Put every line of the data below into a numbered list, one line per item, and leave out any blank lines.

## Source data
____
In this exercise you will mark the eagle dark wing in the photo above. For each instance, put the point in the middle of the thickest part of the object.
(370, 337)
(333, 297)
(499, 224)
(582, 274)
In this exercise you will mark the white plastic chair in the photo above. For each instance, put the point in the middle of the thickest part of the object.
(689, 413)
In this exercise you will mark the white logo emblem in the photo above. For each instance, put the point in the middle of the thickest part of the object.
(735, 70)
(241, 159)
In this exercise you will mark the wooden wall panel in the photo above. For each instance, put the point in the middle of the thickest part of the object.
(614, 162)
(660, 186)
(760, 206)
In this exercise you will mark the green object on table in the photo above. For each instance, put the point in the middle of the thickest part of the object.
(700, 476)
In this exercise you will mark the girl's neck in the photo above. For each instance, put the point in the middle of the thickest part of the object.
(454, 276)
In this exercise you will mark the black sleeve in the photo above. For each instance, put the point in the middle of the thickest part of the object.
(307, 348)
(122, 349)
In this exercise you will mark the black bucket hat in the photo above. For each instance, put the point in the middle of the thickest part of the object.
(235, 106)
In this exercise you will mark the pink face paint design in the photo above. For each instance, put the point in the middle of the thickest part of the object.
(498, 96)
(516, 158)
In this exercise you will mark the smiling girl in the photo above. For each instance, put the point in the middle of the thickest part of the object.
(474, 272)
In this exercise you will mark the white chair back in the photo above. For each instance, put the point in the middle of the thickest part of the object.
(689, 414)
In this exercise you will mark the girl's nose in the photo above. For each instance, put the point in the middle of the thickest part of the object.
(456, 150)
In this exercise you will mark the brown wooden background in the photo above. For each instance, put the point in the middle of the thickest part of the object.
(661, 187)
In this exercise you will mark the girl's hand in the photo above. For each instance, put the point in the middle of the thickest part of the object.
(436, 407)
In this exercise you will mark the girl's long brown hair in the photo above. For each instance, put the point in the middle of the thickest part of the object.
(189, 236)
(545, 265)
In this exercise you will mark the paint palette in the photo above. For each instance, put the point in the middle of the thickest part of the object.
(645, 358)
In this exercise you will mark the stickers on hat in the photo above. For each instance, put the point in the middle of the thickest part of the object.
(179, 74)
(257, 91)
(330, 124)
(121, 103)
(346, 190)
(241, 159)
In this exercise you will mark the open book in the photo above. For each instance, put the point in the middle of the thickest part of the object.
____
## EXERCISE OUTPUT
1. In this exercise you will mark the eagle dark wing in the photo above. For each instance, put the point in the middle of the thickest part of the object.
2. (370, 337)
3. (333, 297)
4. (499, 224)
5. (582, 274)
6. In this exercise you will mark the white plastic chair in the photo above. For each instance, put the point in the middle of the thickest part of the object.
7. (689, 413)
8. In this exercise you will mark the white logo emblem in the photo above. For each instance, put the point in the middle of the thickest part of the object.
9. (735, 70)
10. (241, 159)
11. In this exercise you will mark the wooden wall panel in the photo above. For each instance, put the point in the middle of the thickest part of the object.
12. (614, 162)
13. (660, 186)
14. (760, 206)
15. In this exercise you will mark the green object on table in the photo above. For each instance, put the point in the middle of the thickest part of the object.
16. (700, 476)
17. In this exercise you will mark the girl's neck in the photo above. For each instance, put the point in the middle of the thickest part of the object.
18. (454, 276)
19. In this exercise you will mark the black sleeve in the photo above. For each instance, put the point in the middle of the thickest part of the object.
20. (307, 348)
21. (122, 349)
22. In this exercise you will mark the black bucket hat in the photo above. For each instance, put the point in the middle of the thickest part of the object.
23. (235, 106)
24. In this exercise you will mark the pink face paint design in the photo above. For each instance, put the point in the middle of the thickest part of the object.
25. (498, 96)
26. (516, 158)
27. In this exercise you will mark the smiling girl in the photo above. For each instance, put the point in the middle of the thickest part of the object.
28. (474, 272)
29. In this exercise you will mark the white chair back in the photo above. For each instance, put the point in the middle of the thickest part of the object.
30. (689, 414)
31. In this exercise you will mark the girl's nose in the photo above. For each instance, put the point in the middle of the thickest part of the object.
32. (456, 150)
33. In this exercise you will mark the brown wooden background in the photo above. For each instance, put the point in the middle of the thickest part of the object.
34. (661, 187)
35. In this exercise you will mark the girl's hand in the photo above. For each instance, put the point in the middle of the thickest part of the object.
36. (436, 407)
37. In this exercise you will mark the girl's long brown hair in the photo above. For each instance, put the point in the middle of the thickest part of the object.
38. (189, 236)
39. (545, 265)
40. In this exercise you will mark the paint palette in the photo above. For each instance, put the point in the middle of the thickest part of the object.
41. (645, 358)
42. In this exercise you will mark the stickers on hat in the photo above. For each instance, put the point in the middle of the thickest part of the object.
43. (179, 74)
44. (257, 91)
45. (330, 124)
46. (121, 103)
47. (346, 190)
48. (241, 159)
49. In this exercise you will mark the open book in the photo above. For each instance, put the point in the middle of the thickest part of the object.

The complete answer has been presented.